[Stored data]
┄┄┄┄┄┄

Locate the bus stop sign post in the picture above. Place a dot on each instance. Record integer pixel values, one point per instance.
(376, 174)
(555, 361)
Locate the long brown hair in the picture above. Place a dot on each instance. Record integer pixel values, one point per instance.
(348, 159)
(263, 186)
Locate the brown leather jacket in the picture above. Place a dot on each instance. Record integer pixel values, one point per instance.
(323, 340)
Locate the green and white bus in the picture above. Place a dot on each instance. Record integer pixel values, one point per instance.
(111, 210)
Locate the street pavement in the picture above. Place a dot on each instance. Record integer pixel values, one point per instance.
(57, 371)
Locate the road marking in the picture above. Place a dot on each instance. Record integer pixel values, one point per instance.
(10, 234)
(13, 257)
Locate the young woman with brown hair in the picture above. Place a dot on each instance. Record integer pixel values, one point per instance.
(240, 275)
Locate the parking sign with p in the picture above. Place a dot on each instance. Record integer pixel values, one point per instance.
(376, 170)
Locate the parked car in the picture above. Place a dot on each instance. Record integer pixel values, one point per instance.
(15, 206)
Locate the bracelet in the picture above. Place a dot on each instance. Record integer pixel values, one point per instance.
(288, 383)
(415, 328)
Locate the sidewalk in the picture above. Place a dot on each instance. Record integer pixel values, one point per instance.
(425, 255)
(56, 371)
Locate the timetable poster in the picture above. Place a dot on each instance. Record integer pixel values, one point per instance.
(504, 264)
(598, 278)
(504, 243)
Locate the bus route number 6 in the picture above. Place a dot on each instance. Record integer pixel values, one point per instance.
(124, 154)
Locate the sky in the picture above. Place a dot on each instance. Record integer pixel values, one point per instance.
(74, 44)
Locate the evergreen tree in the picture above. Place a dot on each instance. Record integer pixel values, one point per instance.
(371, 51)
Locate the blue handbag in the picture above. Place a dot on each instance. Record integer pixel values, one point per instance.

┄┄┄┄┄┄

> _Exercise aim_:
Your answer must be the complete data, repeated word for word.

> _Output for this exercise_:
Locate the bus stop sign post in the picture above. Place a dot on each instance. Record integer pixel values, one point per instance.
(376, 174)
(555, 361)
Locate the long brown hair in the picture above. Place a dot on each instance. Record integer pixel values, one point per instance.
(348, 159)
(263, 186)
Locate the brown leather jacket in the picture above. Place a dot on each instance. Record integer pixel values, one point per instance.
(323, 340)
Locate the green and white bus in the picture above. Place a dot on each instance. Record integer pixel values, one point per instance.
(111, 210)
Locate the street pavement in the picture above. Place a dot on each instance. Record integer pixel values, one point per instance.
(57, 371)
Locate the road marking in the picture above. Place a dot on each instance. Record integer pixel values, one point per instance.
(10, 234)
(13, 257)
Locate the young woman with brown hair in the picture above. Place a dot on each instance. Record integer pixel values, one point per instance.
(240, 275)
Locate the parking sign with p in the picture above. Place a dot on each instance. Record integer pixel values, one point per instance.
(376, 170)
Locate the parked car in the picture above. Place a dot on each instance. Record integer pixel values, one point per instance.
(15, 206)
Locate the bracelet in the picture above. Place a dot on each instance. Record integer pixel values, one point per instance.
(288, 383)
(415, 328)
Locate the sidewalk in the picture above. Place a dot on each instance. Record integer pixel values, one point per instance.
(425, 255)
(56, 371)
Locate the timetable poster in the picture above. Place a dot on each instance. Record integer pixel values, one point per instance.
(504, 264)
(598, 278)
(504, 243)
Locate the bus route number 6 in the picture above. Place a dot on each instance. Record integer pixel values, one point per instance.
(124, 154)
Locate the sky in the picture above. Place a dot on each instance. Record integer pixel values, one point per instance.
(74, 44)
Locate the evergreen tree in the picture above. Place a dot on each instance. Record integer pixel values, one point per instance.
(371, 51)
Locate the blue handbag in the picture above. Place a dot on each instance. Record integer pixel values, one point per instance.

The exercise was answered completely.